**** PAGE TEXT
In the process of oil and gas development, a large amount of drilling fluid will be used. Compared with other damage factors, the drilling fluid system is more likely to cause damage to tight sandstone reservoirs. The surface of the pore structure of the tight sandstone reservoir will adsorb some of the polymer treatment agents in the drilling fluid, blocking the pore throat structure, resulting in a decrease in reservoir permeability. At the same time, the interaction between drilling fluid and reservoir water, drilling fluid filtrate and formation water incompatible, contact to produce solid precipitation, into the reservoir micro cracks, causing reservoir damage12,13,14,15,16. Therefore, the formation of reservoir protection drilling fluid system17,18 is of great significance to reduce the damage to the reservoir during drilling. In addition, increasingly stringent environmental regulations require the use of environmentally friendly drilling fluid treatment agents and systems19,20,21. The tight sandstone gas reservoirs in the central Sichuan Basin are rich in reserves and play an extremely important role in oil and gas production. However, in the process of exploration and development, wellbore instability and reservoir damage occur frequently, which seriously restricts the efficient well construction in this area.
In this paper, the reservoir damage of tight sandstone gas reservoirs in Jinhua-Zhongtaishan block in central Sichuan is taken as the research object. The structural characteristics of the block are analyzed by means of characterization, and the reservoir damage factors are revealed. Based on the analysis of the potential damage and sensitivity damage mechanism of the reservoir, a new “Double protection” drilling fluid system with reservoir protection and environmental protection was constructed based on the traditional environmental protection drilling fluid system. The results of drilling fluid performance evaluation and reservoir protection performance evaluation show that the constructed “Double protection” drilling fluid system has stable rheological filtration before and after aging. At the same time, under this system, the core permeability damage rate and cuttings expansion rate are significantly reduced, and the cuttings recovery rate is also improved. The constructed “Double protection” drilling fluid achieves green and efficient exploration and development of tight sandstone gas reservoirs.
Materials and methods
Materials
Whole rock-mineral and clay mineral (Sampling in the determination target area), Series of salinity brine(homemade), Acid liquor (30 wt% HCl), Bentonite slurry, Sodium hydroxide (NaOH), Acrylate copolymer (JY-1B0, Polyurethane polymer (JHS-01), Allyl alcohol acrylic copolymer (YFKN), Potassium chloride (KCl), Lubricant (JHL-03), Barite (density 1.6–2.3 g/cm3), Methane (CH4), Surfactant.
********
> _REQUIRED WORK_:
A. In the drilling fluid text, change "Barite" to "Baryte" in the part starting with "Materials and methods" and going on through "Methane (CH4), Surfactant.", and give that part again.
B. According to the drilling fluid text, which block in central Sichuan has tight sandstone gas reservoirs whose damage is taken as the research object?
C. Resume the drilling fluid text from the point at which it stops.
The listing is taken from a separate source.
**** EXTRACTED MATERIAL
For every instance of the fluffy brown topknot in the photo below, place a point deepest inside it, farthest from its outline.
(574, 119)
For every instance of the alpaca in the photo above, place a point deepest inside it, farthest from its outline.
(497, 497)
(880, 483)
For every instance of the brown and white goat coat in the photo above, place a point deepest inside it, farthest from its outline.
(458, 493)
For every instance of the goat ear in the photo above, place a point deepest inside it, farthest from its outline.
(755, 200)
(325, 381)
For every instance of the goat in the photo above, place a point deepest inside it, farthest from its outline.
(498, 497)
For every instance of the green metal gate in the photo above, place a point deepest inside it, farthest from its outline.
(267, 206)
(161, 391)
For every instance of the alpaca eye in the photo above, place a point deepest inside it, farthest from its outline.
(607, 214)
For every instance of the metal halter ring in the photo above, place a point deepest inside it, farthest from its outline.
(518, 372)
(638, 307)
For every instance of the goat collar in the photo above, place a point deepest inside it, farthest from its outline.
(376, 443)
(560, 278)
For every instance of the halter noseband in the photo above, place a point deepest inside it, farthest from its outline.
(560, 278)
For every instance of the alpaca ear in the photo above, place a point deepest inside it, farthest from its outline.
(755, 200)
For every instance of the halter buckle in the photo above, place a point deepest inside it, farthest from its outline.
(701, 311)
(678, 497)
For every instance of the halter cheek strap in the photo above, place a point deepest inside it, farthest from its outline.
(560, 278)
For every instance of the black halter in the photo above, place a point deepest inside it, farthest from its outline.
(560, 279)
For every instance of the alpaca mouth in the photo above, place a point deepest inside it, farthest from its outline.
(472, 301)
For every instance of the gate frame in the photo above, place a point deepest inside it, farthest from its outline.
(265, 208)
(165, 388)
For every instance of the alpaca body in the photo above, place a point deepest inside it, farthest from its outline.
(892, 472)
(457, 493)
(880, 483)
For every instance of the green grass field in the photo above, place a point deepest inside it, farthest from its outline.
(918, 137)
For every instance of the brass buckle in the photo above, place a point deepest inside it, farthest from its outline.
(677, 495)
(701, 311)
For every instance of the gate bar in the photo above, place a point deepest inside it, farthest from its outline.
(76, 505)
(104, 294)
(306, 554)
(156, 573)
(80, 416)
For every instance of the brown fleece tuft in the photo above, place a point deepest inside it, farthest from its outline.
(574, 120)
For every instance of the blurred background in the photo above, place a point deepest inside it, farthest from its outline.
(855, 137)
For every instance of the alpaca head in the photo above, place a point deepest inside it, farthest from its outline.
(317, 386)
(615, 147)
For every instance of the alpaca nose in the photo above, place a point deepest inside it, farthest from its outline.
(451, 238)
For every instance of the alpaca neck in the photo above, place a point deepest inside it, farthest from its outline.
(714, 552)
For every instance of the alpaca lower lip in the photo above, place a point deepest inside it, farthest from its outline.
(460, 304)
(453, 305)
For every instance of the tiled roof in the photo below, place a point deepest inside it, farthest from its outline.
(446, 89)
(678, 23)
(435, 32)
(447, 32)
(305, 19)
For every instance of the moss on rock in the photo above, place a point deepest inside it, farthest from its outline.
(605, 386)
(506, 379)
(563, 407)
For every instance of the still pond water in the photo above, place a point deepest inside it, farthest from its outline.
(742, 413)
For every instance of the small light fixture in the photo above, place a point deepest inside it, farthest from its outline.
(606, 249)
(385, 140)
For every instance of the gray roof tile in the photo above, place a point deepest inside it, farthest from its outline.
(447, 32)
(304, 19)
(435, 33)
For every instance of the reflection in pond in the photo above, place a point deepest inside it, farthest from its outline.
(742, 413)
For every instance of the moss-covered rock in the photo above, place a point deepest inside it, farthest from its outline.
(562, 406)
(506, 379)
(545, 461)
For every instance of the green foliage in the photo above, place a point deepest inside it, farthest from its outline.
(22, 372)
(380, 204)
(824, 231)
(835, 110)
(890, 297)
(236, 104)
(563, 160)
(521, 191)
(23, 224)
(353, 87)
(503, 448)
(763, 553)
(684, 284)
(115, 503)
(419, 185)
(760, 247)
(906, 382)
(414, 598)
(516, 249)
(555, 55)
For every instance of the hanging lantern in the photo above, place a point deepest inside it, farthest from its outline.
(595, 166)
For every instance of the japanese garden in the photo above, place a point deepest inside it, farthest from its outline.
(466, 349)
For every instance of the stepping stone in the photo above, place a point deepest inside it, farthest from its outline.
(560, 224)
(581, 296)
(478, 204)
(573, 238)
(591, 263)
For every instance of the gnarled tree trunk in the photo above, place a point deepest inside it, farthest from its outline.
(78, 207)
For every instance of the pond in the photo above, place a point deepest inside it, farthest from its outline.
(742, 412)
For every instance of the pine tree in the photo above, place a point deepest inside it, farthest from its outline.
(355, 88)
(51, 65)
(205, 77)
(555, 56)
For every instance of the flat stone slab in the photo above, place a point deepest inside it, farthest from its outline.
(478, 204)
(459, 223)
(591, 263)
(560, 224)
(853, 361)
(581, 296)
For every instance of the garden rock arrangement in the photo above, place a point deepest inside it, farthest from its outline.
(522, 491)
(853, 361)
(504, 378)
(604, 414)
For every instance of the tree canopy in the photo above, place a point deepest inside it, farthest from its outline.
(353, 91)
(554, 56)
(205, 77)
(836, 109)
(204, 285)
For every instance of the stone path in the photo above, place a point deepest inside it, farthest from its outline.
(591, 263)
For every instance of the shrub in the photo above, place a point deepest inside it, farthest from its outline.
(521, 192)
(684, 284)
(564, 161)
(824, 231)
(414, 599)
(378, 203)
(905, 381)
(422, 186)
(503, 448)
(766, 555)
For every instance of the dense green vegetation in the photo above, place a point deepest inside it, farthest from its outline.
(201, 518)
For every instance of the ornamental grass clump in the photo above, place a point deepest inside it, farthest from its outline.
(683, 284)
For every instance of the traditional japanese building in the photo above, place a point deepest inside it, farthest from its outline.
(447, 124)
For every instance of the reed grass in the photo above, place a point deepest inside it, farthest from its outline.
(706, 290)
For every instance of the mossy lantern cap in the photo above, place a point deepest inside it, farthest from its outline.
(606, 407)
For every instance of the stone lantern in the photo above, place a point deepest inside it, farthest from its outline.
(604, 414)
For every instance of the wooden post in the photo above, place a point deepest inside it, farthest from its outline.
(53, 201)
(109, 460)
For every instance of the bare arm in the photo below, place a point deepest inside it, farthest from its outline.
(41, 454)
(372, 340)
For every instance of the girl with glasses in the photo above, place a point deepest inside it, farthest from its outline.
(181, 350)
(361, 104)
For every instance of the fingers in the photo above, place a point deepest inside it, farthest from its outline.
********
**** EXTRACTED MATERIAL
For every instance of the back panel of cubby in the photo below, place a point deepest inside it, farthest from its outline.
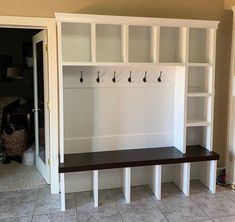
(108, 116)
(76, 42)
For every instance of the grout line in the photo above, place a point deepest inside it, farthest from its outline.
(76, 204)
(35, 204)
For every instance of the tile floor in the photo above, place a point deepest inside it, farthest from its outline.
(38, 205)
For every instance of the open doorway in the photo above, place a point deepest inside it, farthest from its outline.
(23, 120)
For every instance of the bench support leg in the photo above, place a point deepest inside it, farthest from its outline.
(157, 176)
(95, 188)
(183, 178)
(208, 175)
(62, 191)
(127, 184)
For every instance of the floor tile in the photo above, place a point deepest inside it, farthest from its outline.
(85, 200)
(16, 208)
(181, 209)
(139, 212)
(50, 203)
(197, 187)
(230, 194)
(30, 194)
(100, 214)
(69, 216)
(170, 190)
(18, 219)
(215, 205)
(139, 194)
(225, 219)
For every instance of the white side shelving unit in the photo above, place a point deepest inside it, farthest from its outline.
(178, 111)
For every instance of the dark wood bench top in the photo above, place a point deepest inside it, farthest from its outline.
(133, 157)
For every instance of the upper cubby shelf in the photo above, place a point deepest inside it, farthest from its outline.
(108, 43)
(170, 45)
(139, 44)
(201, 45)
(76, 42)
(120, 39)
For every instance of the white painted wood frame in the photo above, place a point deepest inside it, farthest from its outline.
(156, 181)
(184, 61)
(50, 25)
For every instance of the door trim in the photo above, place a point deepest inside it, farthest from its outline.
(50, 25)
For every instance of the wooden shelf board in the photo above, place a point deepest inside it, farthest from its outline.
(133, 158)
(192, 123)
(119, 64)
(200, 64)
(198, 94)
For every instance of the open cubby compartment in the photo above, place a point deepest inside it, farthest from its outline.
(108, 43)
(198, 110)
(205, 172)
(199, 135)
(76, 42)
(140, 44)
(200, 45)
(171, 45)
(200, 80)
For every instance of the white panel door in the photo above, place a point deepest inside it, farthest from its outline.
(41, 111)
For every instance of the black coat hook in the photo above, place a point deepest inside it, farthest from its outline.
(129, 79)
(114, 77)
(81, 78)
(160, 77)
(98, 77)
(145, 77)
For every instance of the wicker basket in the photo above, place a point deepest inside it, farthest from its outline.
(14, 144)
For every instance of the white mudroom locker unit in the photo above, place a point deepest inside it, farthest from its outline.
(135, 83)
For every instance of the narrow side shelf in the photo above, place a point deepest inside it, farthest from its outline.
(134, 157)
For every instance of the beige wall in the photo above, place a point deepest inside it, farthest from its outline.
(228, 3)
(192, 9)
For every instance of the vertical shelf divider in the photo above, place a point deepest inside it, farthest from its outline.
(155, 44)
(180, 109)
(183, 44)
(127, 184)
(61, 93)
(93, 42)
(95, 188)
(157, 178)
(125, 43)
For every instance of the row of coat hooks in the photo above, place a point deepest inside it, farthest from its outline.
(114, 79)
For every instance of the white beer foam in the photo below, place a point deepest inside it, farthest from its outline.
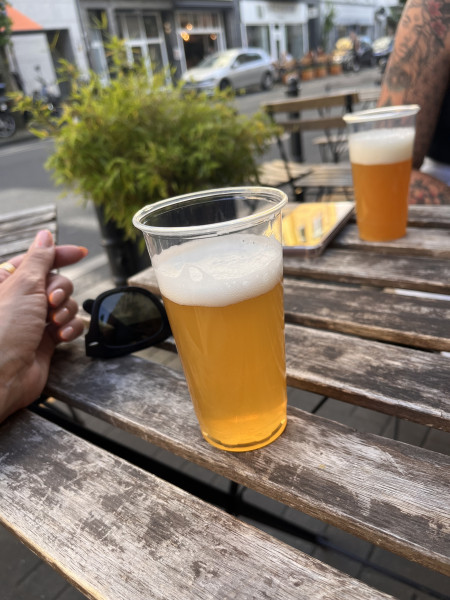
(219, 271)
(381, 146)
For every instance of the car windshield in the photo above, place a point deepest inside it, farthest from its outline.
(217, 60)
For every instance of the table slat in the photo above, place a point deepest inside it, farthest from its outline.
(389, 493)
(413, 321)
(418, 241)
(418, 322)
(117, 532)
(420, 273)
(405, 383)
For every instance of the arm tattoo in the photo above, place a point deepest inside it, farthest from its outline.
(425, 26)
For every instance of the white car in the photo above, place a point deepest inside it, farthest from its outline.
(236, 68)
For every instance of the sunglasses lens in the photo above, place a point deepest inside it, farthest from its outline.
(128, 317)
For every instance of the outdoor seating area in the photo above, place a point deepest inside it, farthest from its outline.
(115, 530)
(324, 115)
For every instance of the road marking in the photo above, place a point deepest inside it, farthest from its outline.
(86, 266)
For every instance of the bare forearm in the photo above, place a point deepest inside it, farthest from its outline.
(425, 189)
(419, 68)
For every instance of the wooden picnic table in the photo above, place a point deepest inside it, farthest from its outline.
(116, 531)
********
> _RESPONSES FOR EACH TASK_:
A.
Materials and methods
Materials
Whole rock-mineral and clay mineral (Sampling in the determination target area), Series of salinity brine(homemade), Acid liquor (30 wt% HCl), Bentonite slurry, Sodium hydroxide (NaOH), Acrylate copolymer (JY-1B0, Polyurethane polymer (JHS-01), Allyl alcohol acrylic copolymer (YFKN), Potassium chloride (KCl), Lubricant (JHL-03), Baryte (density 1.6–2.3 g/cm3), Methane (CH4), Surfactant.

B. The Jinhua-Zhongtaishan block.

C.
Methods
In this paper, the working method is divided into three parts as shown in Fig. 1. Firstly, the reservoir rock structure of the block is analyzed. Based on the analysis results, the potential reservoir damage factors of the block are revealed. Further, through the sensitivity analysis of the reservoir in the block, the damage factors of the block are determined. Based on the above research results, a double-protection drilling fluid system was constructed by optimizing the surfactant, and the basic performance and reservoir protection performance of the drilling fluid were evaluated.
Synthesis of “Double protection” drilling fluid
A water-based drilling fluid was prepared by supramolecular polymerization using acrylate copolymer (JY-1B), polyurethane polymer (JHS-01) and allyl alcohol acrylic copolymer (YFKN) as the main raw materials. The basic formula is as follows: 4% bentonite slurry + 0.2% NaOH + 6% environment-friendly filtrate reducer JY-1B + 4% environment-friendly plugging agent JHS-01 + 0.3% environment-friendly inhibitor YFKN + 8% KCl + 2% lubricant JHL-03 + barite (density 1.6–2.3 g / cm3).
Analysis method of mineral structure
D/max-IIIA X-ray diffractometer was used to determine the relative content of whole rock minerals and clay minerals in the sampled cores of the target block. The microstructure characteristics of the cores sampled from the target block were analyzed by casting thin sections and scanning electron microscopy (FE-SEM, Hitachi SU-8200). The samples were tested by high pressure mercury intrusion, and the pore structure characteristics were analyzed.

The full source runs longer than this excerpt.